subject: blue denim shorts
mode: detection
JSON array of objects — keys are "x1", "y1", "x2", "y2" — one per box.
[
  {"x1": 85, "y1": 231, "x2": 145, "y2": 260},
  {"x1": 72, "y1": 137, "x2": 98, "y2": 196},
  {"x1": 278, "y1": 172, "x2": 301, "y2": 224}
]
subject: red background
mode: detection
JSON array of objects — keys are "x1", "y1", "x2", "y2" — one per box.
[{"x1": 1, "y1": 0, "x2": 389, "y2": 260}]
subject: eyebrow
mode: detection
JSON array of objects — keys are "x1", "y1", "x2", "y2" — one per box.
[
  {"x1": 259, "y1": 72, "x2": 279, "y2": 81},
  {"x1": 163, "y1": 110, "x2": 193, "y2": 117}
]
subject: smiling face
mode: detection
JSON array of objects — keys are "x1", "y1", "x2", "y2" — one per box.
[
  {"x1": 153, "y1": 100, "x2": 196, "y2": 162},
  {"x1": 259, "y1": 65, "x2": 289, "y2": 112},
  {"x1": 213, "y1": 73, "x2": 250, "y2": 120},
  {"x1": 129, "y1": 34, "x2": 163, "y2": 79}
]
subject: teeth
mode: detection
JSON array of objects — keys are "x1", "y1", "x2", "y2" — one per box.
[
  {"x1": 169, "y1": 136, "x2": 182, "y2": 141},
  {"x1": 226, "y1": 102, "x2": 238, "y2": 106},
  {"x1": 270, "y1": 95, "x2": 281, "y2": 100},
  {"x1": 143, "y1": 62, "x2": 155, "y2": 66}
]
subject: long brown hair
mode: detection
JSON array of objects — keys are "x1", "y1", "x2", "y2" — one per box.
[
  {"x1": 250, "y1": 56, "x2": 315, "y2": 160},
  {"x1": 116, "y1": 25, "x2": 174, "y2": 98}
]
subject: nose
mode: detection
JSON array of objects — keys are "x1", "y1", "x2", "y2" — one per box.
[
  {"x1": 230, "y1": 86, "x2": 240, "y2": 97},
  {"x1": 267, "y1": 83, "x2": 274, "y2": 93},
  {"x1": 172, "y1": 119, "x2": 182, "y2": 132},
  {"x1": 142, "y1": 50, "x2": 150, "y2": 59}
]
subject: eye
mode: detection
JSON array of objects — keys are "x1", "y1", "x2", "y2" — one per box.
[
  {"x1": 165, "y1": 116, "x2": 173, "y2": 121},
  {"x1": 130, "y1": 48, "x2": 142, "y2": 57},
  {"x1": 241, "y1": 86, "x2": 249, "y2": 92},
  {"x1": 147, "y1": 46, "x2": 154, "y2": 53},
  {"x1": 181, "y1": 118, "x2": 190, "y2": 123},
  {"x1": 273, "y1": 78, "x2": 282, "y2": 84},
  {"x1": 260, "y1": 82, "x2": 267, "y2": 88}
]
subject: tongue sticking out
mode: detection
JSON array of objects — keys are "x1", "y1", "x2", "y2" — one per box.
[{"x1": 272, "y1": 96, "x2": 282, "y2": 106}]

**Task requirements:**
Would you transcribe every entry exactly?

**Response:**
subject: blue denim shorts
mode: detection
JSON array of objects — keys are "x1", "y1", "x2", "y2" — one per box.
[
  {"x1": 85, "y1": 231, "x2": 145, "y2": 260},
  {"x1": 72, "y1": 137, "x2": 98, "y2": 196},
  {"x1": 278, "y1": 172, "x2": 301, "y2": 224}
]
subject: red background
mode: detection
JSON array of objects — keys are "x1", "y1", "x2", "y2" — one per box.
[{"x1": 1, "y1": 0, "x2": 389, "y2": 260}]
subject: eyebrow
mode: detection
JSON array of objects — keys are "x1", "y1", "x2", "y2" — one per box.
[
  {"x1": 259, "y1": 72, "x2": 279, "y2": 81},
  {"x1": 163, "y1": 110, "x2": 193, "y2": 117}
]
subject: smiling face
mode: detection
JSON array of objects — keys are "x1", "y1", "x2", "y2" — one per box.
[
  {"x1": 153, "y1": 100, "x2": 196, "y2": 162},
  {"x1": 259, "y1": 65, "x2": 289, "y2": 112},
  {"x1": 213, "y1": 73, "x2": 250, "y2": 120},
  {"x1": 129, "y1": 34, "x2": 163, "y2": 79}
]
subject: teeth
mode: detection
JSON array of objects — keys are "x1", "y1", "x2", "y2" — one per box.
[
  {"x1": 169, "y1": 136, "x2": 182, "y2": 141},
  {"x1": 226, "y1": 102, "x2": 238, "y2": 106},
  {"x1": 270, "y1": 95, "x2": 281, "y2": 100},
  {"x1": 143, "y1": 62, "x2": 155, "y2": 66}
]
subject: long brown hair
mode: detection
JSON array of objects — keys are "x1", "y1", "x2", "y2" — one per box.
[
  {"x1": 250, "y1": 56, "x2": 315, "y2": 160},
  {"x1": 116, "y1": 25, "x2": 174, "y2": 98}
]
subject: nose
mode: detection
JSON array of objects — keys are "x1", "y1", "x2", "y2" — one per box.
[
  {"x1": 230, "y1": 86, "x2": 240, "y2": 97},
  {"x1": 267, "y1": 83, "x2": 274, "y2": 93},
  {"x1": 172, "y1": 119, "x2": 182, "y2": 132},
  {"x1": 142, "y1": 50, "x2": 150, "y2": 59}
]
subject: eye
mode: detection
JSON array of objects — keys are "x1", "y1", "x2", "y2" — one per box.
[
  {"x1": 165, "y1": 116, "x2": 173, "y2": 121},
  {"x1": 130, "y1": 48, "x2": 142, "y2": 57},
  {"x1": 241, "y1": 86, "x2": 249, "y2": 92},
  {"x1": 147, "y1": 46, "x2": 154, "y2": 53},
  {"x1": 181, "y1": 118, "x2": 190, "y2": 123},
  {"x1": 273, "y1": 78, "x2": 282, "y2": 84},
  {"x1": 260, "y1": 82, "x2": 267, "y2": 88}
]
subject: tongue sticking out
mode: detection
JSON array of objects — keys are "x1", "y1", "x2", "y2" — one per box.
[{"x1": 272, "y1": 96, "x2": 282, "y2": 106}]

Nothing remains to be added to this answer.